AIM OF THE EXERCISE ▸
Rewrite the lines from the first one through the line that contains "M45 233L53 248L69", changing "children" to "kids" and keeping everything else the same.

INPUT RECORDS ▸
--*--
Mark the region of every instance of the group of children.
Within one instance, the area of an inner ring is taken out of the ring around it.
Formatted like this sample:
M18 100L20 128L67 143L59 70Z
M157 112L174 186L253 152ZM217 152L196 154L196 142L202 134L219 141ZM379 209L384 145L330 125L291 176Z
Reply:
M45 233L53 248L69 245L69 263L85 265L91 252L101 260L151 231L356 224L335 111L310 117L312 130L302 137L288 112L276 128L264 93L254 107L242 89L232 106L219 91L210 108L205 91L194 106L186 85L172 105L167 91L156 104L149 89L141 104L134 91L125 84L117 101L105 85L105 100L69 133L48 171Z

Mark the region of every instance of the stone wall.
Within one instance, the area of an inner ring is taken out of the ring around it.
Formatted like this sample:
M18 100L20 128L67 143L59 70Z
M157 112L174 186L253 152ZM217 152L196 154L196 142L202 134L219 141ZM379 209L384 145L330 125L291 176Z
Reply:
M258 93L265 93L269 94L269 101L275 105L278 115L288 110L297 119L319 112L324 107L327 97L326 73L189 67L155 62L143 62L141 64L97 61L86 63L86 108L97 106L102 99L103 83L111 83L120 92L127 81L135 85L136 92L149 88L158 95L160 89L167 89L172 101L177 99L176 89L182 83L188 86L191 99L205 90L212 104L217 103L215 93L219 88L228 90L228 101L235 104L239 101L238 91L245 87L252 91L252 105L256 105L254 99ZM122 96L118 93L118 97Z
--*--
COMPLETED TASK ▸
Mark the region of every instance of the group of kids.
Within one instance, the area of an inner ring is taken out of the ring around it.
Formatted like this sample:
M18 100L20 128L67 143L59 70Z
M157 112L174 186L253 152ZM217 152L196 154L196 142L202 134L219 141ZM379 209L384 145L330 125L291 176Z
Reply:
M45 233L53 248L69 245L69 263L85 265L91 252L101 260L151 231L356 224L335 111L310 117L312 130L302 137L288 112L276 128L264 93L254 107L242 89L232 106L219 91L210 108L205 91L194 106L186 85L172 105L167 91L156 104L149 89L141 104L134 91L125 84L117 101L105 85L105 100L69 133L48 171Z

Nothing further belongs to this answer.